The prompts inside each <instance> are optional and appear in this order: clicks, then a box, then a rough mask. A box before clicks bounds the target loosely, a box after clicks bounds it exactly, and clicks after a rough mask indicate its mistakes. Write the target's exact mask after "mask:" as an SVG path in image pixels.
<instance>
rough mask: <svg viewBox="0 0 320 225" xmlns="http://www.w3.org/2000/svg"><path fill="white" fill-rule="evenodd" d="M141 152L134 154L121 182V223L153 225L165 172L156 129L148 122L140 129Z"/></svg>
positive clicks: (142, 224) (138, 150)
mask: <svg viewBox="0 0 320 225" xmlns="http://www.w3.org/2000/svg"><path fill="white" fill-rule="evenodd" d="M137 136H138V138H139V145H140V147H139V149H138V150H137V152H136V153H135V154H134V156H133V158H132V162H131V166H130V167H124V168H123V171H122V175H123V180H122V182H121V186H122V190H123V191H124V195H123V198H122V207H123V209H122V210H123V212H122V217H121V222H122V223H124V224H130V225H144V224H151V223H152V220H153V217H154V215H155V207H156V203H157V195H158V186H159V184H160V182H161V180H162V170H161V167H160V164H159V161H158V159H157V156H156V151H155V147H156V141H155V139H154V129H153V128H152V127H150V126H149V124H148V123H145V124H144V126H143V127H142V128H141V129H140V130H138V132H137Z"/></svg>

Assigned task:
The listing above must be transcribed exactly, line by line.

Your solution:
The prompts inside each <instance> are optional and appear in this order: clicks, then a box, then a rough mask. A box before clicks bounds the target loosely, a box after clicks bounds it exactly, and clicks after a rough mask indicate its mistakes. Write the target's exact mask after "mask:" as an SVG path in image pixels.
<instance>
rough mask: <svg viewBox="0 0 320 225" xmlns="http://www.w3.org/2000/svg"><path fill="white" fill-rule="evenodd" d="M141 152L134 154L121 182V223L153 225L165 172L156 129L148 122L140 129Z"/></svg>
positive clicks: (142, 224) (138, 150)
mask: <svg viewBox="0 0 320 225" xmlns="http://www.w3.org/2000/svg"><path fill="white" fill-rule="evenodd" d="M137 136H138V138H139V145H140V147H139V149H138V150H137V152H136V153H135V154H134V156H133V158H132V162H131V166H130V167H124V168H123V171H122V175H123V180H122V182H121V186H122V190H123V191H124V195H123V198H122V207H123V209H122V210H123V212H122V217H121V222H122V223H124V224H130V225H144V224H151V223H152V220H153V217H154V215H155V207H156V203H157V195H158V186H159V184H160V182H161V180H162V170H161V167H160V164H159V161H158V159H157V156H156V151H155V147H156V141H155V139H154V129H153V128H152V127H150V126H149V124H148V123H145V124H144V126H143V127H142V128H141V129H140V130H138V132H137Z"/></svg>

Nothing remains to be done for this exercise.